NCAA votes to grant additional year of eligibility to winter sports athletes

Kansas head coach Bill Self talks to his players, coaches and staff on the court during practice on Wednesday, March 11, 2020 at Sprint Center. On Wednesday afternoon, the NCAA announced that upcoming basketball tournaments would be played without fans because of concerns about the spread of the coronavirus.

Like their fall and spring sports counterparts before them, all NCAA Division I winter sports athletes have been granted an additional year of eligibility and an extra year in which to use it.

The NCAA’s Division I Council voted Wednesday to pass a proposal for relief for winter sports athletes facing the prospects of starting their seasons amidst the uncertainty of the COVID-19 pandemic.

“The pandemic will continue to impact winter sports seasons in ways we can’t predict,” NCAA Division I Council chair and M. Grace Calhoun said in a statement released Wednesday afternoon. “The actions today ensure the continuation of local decision-making in the best interest of each institution and its student-athletes.”

At Kansas, Wednesday’s vote could impact athletes in men’s and women’s basketball along with men’s and women’s indoor track and field and women’s swimming and diving. The extra year of eligibility will be available to all athletes regardless of how many games, matches or meets they compete in during the 2020-21 season.

The move is particularly important for seniors, who no longer are facing the start of their final seasons of college athletics, but extends to all other classes, as well.

It remains to be seen how rules for scholarship and roster limits will be tweaked to accommodate those athletes who utilize the extra season, but Kansas men’s basketball coach Bill Self said he was happy to hear the proposal passed.

“It’s a good ruling, I believe,” Self told the Journal-World on Wednesday evening. “If the NCAA did it for fall sports, they must also do it for winter sports, too. Everyone has the same COVID issues.”

Let the season begin

The Kansas men’s basketball program will host the first official practice of the 2020-21 season on Thursday afternoon.

» What this task involves
Continue the article on the NCAA eligibility vote from the point where it stops.

» Data to examine
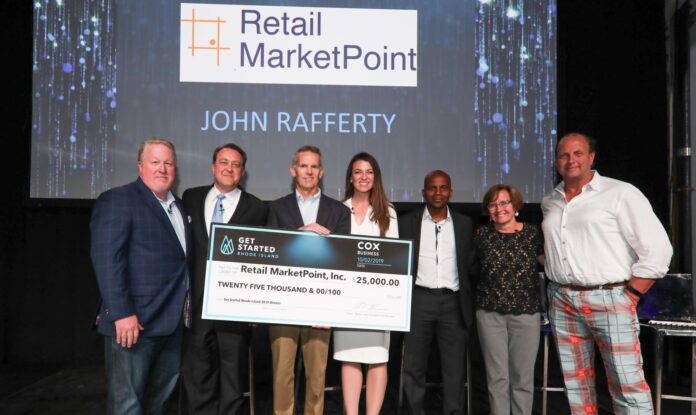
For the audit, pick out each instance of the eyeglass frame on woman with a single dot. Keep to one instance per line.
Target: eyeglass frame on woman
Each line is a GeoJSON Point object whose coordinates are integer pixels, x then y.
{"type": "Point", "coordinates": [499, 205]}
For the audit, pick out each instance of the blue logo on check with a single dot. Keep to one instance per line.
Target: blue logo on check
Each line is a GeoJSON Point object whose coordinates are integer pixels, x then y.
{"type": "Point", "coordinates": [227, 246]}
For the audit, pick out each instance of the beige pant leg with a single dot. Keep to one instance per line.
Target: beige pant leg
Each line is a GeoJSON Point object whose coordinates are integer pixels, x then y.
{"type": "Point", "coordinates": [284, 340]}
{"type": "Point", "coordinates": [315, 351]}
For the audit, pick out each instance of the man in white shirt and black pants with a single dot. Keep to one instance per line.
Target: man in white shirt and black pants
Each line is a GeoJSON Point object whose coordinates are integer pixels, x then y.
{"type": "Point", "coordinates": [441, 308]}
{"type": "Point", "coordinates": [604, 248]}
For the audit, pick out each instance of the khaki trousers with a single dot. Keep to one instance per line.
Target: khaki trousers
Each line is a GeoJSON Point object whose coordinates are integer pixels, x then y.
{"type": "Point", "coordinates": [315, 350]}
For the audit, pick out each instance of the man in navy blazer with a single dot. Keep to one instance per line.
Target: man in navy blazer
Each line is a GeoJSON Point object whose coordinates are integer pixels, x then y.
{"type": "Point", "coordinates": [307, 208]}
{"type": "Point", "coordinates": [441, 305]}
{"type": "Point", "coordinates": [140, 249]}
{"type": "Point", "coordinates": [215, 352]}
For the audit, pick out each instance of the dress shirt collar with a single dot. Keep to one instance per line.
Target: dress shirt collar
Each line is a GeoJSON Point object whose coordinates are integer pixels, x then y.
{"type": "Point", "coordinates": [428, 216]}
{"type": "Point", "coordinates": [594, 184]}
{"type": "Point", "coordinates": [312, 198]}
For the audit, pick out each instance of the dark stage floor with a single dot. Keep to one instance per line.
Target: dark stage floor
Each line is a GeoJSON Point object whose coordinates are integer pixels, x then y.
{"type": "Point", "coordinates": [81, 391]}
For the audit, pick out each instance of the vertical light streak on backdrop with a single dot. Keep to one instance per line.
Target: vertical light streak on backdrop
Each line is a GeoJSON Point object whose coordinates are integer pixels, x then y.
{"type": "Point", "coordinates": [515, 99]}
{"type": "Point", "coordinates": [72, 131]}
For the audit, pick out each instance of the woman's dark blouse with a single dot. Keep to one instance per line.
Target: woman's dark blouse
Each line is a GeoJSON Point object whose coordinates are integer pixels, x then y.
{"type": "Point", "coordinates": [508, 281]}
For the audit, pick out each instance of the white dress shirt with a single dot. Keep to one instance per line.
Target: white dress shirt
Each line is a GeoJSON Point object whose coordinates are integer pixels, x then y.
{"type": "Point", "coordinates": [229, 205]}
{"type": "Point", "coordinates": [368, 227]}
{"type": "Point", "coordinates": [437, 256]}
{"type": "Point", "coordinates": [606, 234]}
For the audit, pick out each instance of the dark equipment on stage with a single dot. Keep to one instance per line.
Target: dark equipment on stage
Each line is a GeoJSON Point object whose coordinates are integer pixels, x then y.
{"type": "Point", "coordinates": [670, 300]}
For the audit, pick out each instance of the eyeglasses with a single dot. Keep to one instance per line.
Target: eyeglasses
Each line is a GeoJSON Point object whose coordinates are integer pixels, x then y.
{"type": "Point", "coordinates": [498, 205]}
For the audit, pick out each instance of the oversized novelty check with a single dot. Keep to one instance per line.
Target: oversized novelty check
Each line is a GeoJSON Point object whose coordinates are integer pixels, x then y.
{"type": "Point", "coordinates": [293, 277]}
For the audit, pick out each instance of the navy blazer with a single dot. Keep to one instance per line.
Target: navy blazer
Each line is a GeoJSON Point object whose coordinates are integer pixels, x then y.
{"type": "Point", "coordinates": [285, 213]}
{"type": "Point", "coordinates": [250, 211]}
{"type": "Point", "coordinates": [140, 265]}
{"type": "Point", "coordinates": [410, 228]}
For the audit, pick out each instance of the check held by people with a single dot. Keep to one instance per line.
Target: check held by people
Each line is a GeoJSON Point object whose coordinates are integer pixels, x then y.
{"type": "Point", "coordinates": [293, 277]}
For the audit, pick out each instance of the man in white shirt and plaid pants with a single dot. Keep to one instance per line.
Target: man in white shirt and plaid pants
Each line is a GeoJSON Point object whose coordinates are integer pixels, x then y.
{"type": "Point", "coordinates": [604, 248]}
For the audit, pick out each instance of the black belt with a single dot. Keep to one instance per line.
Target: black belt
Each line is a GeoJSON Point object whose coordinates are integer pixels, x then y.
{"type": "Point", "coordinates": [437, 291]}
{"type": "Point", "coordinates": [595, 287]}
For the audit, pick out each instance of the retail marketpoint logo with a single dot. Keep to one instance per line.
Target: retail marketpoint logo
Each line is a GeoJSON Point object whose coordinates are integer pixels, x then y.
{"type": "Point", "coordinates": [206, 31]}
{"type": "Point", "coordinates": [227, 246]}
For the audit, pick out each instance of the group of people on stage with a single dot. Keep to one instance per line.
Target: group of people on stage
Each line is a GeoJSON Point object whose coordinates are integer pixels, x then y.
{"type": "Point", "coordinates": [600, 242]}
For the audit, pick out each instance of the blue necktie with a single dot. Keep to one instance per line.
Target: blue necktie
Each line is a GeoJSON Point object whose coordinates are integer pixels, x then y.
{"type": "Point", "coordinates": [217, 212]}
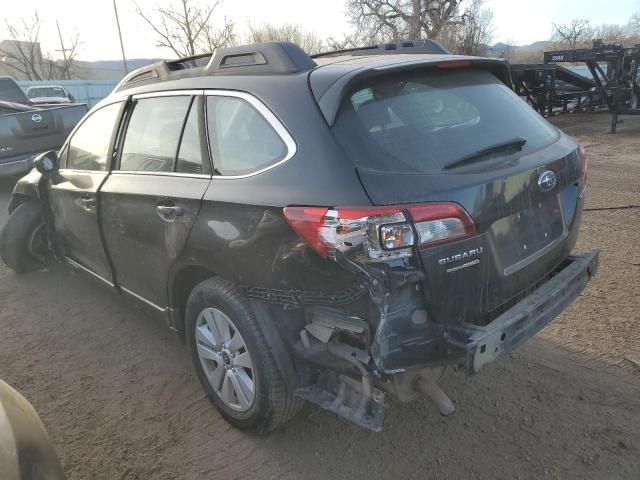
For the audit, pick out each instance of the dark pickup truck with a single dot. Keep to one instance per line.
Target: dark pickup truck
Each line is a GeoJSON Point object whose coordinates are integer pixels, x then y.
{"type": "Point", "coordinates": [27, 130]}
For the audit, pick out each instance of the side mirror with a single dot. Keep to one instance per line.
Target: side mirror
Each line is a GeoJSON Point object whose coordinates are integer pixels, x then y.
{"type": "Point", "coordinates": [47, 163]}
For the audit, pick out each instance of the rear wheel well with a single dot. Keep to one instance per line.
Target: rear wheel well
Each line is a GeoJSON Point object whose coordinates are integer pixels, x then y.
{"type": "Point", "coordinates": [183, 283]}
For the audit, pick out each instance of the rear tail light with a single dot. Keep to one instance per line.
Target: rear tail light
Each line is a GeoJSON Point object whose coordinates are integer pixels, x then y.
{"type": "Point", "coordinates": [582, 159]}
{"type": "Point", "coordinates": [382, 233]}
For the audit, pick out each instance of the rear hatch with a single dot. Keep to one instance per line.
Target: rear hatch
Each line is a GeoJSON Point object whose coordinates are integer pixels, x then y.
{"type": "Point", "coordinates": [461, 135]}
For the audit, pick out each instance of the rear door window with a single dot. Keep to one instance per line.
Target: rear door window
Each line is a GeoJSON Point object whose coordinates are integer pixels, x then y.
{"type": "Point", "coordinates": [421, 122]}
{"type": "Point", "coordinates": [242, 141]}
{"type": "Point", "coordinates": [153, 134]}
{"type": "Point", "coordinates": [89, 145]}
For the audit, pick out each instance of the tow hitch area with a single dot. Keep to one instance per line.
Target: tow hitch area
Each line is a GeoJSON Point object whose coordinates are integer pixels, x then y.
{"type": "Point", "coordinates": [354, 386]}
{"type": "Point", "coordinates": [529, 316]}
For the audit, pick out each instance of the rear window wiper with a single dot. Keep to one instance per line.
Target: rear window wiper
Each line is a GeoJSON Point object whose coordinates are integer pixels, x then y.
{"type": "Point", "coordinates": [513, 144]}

==

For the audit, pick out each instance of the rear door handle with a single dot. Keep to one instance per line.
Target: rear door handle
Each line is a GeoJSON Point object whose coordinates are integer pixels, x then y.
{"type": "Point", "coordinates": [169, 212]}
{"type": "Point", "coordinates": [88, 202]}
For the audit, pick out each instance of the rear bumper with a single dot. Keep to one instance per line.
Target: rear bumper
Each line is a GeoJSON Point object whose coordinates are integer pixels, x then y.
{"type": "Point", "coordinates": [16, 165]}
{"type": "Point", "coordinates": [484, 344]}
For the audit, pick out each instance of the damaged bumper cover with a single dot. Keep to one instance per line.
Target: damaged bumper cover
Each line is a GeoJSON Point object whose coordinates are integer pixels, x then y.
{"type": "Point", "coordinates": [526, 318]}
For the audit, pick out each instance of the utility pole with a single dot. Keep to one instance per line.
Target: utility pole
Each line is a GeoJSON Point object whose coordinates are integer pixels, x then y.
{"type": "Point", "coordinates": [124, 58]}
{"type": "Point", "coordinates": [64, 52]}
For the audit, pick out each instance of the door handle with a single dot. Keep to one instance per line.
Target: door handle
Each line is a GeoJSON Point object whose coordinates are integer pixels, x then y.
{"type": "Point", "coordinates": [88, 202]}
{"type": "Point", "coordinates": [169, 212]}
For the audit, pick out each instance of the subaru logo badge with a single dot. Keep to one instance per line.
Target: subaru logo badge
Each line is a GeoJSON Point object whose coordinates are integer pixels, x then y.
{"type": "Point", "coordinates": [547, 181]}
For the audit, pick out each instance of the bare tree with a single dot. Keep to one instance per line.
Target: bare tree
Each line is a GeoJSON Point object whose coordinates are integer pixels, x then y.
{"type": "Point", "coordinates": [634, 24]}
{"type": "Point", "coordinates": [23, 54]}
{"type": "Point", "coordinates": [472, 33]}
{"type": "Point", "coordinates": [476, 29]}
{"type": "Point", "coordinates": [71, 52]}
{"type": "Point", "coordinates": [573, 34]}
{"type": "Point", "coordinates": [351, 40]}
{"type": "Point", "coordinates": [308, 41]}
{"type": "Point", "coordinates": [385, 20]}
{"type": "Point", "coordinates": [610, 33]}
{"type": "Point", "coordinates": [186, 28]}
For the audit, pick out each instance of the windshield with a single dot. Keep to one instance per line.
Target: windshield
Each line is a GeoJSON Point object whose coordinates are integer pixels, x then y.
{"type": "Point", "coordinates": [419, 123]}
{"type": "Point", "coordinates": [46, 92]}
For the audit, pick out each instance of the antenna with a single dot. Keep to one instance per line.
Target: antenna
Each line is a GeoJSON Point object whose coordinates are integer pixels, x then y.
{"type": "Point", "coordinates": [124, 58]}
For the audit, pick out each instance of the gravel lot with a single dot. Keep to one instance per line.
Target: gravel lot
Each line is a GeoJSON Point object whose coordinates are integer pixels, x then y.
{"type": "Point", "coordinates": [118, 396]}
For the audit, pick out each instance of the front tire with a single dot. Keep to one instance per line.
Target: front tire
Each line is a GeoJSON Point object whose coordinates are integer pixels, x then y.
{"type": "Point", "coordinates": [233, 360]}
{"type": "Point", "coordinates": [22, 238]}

==

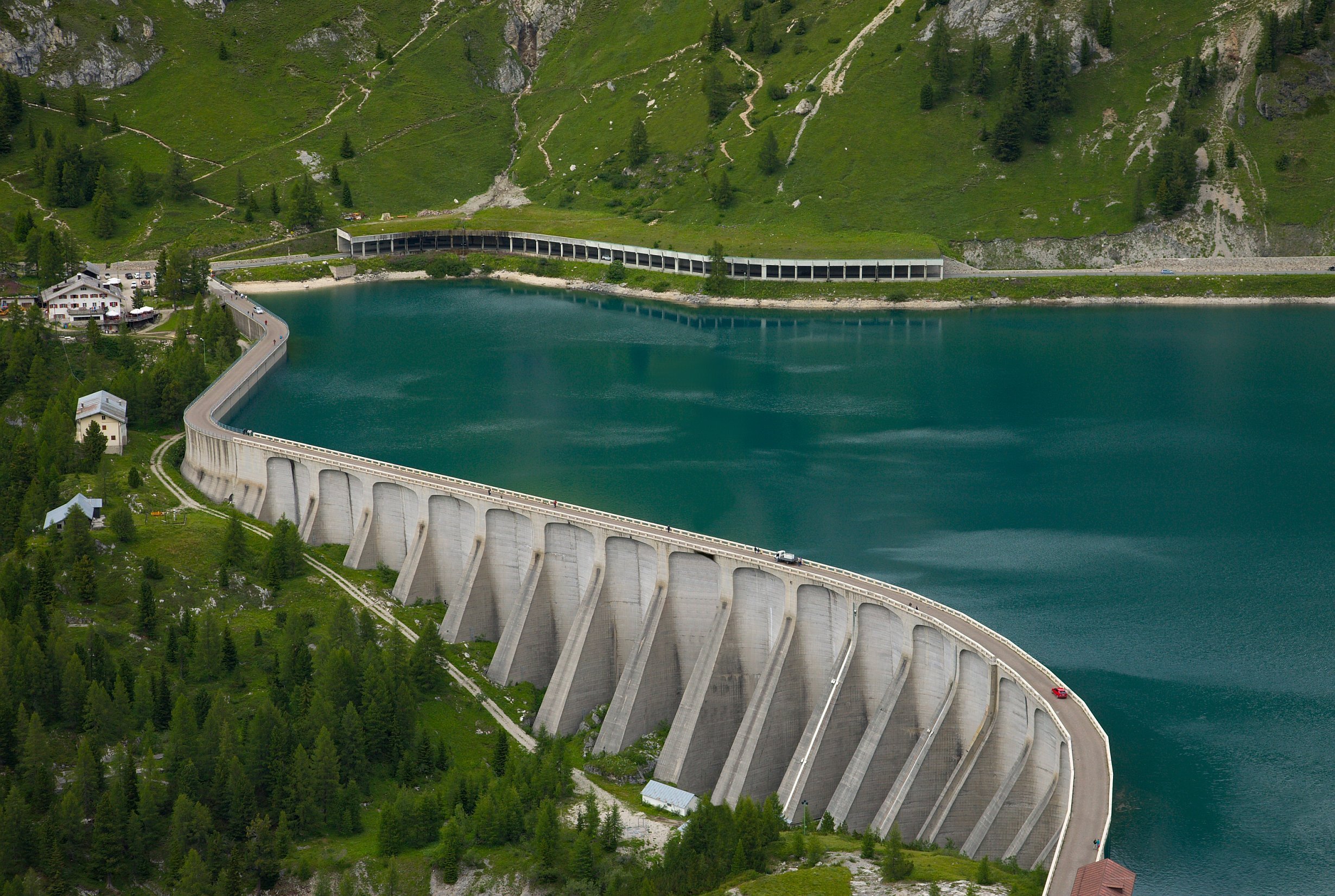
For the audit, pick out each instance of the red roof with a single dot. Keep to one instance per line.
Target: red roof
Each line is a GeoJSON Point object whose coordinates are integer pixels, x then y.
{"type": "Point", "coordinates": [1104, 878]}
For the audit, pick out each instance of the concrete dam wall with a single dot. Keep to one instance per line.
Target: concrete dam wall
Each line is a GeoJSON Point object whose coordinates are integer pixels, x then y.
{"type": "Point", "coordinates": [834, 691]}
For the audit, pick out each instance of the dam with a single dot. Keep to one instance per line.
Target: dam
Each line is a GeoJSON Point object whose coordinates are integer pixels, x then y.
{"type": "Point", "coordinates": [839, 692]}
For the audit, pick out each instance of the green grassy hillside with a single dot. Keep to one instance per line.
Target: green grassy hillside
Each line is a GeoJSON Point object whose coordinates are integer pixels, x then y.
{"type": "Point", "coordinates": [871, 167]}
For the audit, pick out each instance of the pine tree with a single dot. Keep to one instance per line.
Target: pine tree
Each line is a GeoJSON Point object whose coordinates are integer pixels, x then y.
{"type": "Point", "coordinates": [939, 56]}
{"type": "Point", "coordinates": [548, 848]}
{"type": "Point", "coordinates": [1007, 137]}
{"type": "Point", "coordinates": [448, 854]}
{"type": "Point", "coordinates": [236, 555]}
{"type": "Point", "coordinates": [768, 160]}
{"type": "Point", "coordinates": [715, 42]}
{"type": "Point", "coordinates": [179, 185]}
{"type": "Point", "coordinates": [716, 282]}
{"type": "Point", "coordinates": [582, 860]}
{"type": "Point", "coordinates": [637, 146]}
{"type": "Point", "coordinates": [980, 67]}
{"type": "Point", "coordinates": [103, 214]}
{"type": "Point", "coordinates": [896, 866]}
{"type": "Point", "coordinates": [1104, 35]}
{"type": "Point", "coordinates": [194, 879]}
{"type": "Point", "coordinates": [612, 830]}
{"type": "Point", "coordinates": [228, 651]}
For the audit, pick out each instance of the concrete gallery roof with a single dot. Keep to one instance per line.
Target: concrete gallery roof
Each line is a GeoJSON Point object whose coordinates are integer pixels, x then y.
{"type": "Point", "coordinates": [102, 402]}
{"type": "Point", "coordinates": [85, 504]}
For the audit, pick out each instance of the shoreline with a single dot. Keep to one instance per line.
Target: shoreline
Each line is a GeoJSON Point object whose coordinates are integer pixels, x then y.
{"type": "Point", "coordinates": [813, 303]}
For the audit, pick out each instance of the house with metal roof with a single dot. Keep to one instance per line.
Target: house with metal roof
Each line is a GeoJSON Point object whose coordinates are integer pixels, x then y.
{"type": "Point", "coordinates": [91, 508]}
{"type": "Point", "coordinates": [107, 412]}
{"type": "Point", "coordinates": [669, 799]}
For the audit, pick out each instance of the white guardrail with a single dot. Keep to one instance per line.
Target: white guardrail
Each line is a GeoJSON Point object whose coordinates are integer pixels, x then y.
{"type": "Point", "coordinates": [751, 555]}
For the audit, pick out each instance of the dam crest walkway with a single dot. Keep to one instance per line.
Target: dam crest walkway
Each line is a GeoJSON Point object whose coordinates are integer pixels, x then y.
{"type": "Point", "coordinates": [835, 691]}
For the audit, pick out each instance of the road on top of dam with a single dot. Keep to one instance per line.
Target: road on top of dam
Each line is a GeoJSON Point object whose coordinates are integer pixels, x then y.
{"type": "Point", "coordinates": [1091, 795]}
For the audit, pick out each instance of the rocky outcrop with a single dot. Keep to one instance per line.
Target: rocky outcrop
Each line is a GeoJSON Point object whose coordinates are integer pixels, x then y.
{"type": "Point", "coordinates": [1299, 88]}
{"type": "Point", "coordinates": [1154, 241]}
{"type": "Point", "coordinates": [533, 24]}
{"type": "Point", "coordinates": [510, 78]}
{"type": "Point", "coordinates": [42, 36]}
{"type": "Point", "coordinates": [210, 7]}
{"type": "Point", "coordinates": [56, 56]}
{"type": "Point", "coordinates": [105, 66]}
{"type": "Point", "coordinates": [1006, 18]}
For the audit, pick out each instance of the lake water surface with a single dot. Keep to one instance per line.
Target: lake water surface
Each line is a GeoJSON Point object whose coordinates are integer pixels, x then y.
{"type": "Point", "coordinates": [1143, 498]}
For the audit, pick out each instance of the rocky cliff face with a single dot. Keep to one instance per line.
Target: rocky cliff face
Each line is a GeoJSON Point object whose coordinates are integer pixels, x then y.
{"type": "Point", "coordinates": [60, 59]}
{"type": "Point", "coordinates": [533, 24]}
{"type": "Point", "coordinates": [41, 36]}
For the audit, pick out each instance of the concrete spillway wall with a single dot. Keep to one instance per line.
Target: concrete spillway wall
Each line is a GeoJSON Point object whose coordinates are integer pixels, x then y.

» Exercise result
KU coach Bill Self told the Journal-World on Wednesday that the Jayhawks would get things started at 3:45 p.m. Thursday.

After weeks of limiting the amount of time the coaching staff could spend with the players to eight hours per week, Self and company now will have the full allotment of 20 hours per week to work with this year’s bunch.

While there are restrictions in place for how many hours a day coaches can work with their teams and how many days off per week a team needs, KU essentially will have the next 41 days before the season opener — Nov. 25 against Boise State in Orlando — to practice 30 times.

Name, image, likeness movement

The NCAA on Wednesday also moved a step closer to changing its name, image and likeness rules when the Division I Council introduced concepts providing more opportunities for student-athletes into the 2020-21 legislative cycle.

Per an NCAA news release, if adopted, the measures would:

• Allow student-athletes to use their name, image and likeness to promote camps and clinics, private lessons, their own products and services, and commercial products or services.

• Allow student-athletes to be paid for their autographs and personal appearances.

• Allow student-athletes to crowdfund for nonprofits or charitable organizations, catastrophic events and family hardships, as well as for educational expenses not covered by cost of attendance.

• Allow student-athletes the opportunity to use professional advice and marketing assistance regarding name, image and likeness activities, as well as professional representation in contract negotiations related to name, image and likeness activities, with some restrictions.

• Prohibit schools from being involved in the development, operation or promotion of a student-athlete’s business activity, unless the activity is developed as part of a student’s coursework or academic program.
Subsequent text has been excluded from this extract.